Content starts

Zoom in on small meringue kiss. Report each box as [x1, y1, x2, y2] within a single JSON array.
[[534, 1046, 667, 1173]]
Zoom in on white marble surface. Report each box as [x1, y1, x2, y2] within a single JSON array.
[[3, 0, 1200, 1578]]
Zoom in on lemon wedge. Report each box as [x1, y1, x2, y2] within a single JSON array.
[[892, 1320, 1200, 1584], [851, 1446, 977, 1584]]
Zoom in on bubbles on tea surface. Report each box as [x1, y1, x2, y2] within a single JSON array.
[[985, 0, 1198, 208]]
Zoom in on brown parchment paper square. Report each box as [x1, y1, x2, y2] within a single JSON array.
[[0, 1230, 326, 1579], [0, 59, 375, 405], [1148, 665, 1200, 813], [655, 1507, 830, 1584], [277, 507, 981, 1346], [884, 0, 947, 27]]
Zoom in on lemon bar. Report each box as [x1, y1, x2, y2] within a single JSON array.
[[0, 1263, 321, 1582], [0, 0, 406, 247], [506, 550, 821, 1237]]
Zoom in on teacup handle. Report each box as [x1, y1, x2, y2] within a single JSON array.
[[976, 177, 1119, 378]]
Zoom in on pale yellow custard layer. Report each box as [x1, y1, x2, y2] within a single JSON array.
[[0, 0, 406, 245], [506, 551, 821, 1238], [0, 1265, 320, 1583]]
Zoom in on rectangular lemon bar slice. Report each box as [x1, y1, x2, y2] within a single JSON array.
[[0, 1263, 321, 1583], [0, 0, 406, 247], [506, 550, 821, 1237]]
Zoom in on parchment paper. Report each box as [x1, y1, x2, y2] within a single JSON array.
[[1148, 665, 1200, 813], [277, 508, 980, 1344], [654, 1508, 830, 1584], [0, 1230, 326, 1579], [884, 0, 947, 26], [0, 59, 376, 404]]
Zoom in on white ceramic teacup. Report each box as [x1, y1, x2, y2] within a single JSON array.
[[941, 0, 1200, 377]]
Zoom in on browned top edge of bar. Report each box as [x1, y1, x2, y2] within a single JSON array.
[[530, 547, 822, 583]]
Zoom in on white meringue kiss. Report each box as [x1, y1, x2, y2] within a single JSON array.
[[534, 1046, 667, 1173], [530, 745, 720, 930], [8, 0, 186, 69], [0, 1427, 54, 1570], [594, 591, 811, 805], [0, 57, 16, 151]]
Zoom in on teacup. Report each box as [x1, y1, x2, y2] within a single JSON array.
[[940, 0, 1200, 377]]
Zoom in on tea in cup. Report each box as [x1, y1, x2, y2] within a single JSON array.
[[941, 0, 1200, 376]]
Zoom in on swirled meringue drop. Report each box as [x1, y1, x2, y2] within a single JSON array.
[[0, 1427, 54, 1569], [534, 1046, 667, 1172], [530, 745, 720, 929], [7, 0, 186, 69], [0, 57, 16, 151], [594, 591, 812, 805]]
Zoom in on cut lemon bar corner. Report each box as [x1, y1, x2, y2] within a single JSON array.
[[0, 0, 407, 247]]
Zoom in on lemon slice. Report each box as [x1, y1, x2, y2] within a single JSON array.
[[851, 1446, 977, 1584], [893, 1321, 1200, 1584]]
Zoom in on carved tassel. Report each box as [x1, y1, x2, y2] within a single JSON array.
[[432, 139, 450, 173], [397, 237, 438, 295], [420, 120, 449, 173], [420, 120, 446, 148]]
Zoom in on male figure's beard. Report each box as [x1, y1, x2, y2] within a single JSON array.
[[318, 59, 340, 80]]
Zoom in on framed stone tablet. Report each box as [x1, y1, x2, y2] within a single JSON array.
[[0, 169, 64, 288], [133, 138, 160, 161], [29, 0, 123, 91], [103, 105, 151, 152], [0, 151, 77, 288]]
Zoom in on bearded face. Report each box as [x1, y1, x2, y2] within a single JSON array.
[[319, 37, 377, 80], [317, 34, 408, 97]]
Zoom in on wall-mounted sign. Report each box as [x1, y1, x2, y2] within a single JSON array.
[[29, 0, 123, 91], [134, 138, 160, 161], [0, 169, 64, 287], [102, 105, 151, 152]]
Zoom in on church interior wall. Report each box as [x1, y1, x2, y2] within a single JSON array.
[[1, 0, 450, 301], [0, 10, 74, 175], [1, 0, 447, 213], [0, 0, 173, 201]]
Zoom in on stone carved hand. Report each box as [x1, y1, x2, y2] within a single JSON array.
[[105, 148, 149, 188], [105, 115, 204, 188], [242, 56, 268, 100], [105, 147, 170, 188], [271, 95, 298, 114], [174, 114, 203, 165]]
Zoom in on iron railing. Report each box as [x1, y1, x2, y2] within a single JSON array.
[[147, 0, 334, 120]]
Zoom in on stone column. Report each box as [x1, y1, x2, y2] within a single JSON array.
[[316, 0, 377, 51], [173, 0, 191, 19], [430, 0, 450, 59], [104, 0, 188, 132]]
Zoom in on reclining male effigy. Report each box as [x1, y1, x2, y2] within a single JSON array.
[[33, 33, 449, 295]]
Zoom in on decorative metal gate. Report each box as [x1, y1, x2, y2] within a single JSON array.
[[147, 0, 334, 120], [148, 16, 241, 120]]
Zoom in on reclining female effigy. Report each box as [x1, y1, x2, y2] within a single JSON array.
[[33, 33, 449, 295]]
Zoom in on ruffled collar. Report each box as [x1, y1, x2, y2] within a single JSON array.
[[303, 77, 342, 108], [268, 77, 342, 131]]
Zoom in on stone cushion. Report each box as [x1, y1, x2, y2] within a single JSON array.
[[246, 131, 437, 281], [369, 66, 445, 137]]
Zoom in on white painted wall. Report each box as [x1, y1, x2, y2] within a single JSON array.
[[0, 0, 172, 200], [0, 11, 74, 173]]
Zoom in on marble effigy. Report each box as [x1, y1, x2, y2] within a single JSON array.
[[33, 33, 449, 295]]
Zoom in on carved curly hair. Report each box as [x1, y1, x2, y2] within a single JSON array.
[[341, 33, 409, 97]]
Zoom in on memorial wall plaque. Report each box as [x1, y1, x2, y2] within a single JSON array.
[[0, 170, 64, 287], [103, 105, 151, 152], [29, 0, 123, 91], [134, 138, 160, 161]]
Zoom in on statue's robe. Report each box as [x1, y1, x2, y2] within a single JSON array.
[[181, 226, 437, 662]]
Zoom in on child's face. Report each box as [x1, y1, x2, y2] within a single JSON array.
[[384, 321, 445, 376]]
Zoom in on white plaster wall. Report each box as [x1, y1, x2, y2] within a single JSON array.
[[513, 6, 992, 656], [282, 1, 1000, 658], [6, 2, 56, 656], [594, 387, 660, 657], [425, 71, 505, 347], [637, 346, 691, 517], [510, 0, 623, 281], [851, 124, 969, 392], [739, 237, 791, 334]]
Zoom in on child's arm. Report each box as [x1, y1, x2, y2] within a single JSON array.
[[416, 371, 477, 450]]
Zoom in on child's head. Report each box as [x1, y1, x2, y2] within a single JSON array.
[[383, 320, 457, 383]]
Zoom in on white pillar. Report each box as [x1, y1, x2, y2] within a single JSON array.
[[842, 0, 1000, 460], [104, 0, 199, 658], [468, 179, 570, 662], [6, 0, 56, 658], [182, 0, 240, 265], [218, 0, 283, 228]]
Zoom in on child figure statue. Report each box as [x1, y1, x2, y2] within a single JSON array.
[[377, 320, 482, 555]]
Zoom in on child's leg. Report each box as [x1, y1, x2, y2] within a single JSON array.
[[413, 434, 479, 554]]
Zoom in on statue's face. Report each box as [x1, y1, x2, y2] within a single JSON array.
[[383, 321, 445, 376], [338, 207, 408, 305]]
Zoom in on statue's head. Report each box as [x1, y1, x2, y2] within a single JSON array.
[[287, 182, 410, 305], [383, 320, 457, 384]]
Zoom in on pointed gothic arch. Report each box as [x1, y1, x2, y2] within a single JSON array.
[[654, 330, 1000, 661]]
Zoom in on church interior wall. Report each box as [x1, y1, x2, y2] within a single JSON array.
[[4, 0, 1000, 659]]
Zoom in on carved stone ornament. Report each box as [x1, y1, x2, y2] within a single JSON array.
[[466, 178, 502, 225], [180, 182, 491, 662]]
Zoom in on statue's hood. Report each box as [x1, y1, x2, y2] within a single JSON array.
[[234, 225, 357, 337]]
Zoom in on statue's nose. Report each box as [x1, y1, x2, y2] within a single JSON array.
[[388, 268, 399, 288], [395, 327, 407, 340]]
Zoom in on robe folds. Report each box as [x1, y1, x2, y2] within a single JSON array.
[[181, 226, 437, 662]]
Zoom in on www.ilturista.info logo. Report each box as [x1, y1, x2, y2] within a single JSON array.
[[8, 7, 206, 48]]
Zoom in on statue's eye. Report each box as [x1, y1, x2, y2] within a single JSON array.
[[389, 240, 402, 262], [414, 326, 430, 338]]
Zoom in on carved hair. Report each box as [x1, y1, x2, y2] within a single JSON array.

Content ends

*EXERCISE REQUIREMENTS*.
Return the final stretch of the listing exactly, starting with the line that contains "Zoom in on statue's nose." and ending with the last line.

*THE COMPLETED TASK*.
Zoom in on statue's nose. Report each box as [x1, y1, x2, y2] within a single JSON array.
[[388, 268, 399, 288], [395, 327, 407, 340]]
Zoom in on robe folds. Report each box as [x1, y1, x2, y2] within a single JSON array.
[[181, 226, 437, 662]]
Zoom in on www.ilturista.info logo. Report each box as [x1, y1, x2, y2] within a single JSON array.
[[8, 7, 206, 48]]
Zoom in on statue's eye. Report each box as [x1, y1, x2, y2] within a single JSON array.
[[389, 240, 402, 262], [414, 326, 430, 338]]
Zoom in on carved hair. Report each box as [x1, y1, x2, y2] within a single JSON array.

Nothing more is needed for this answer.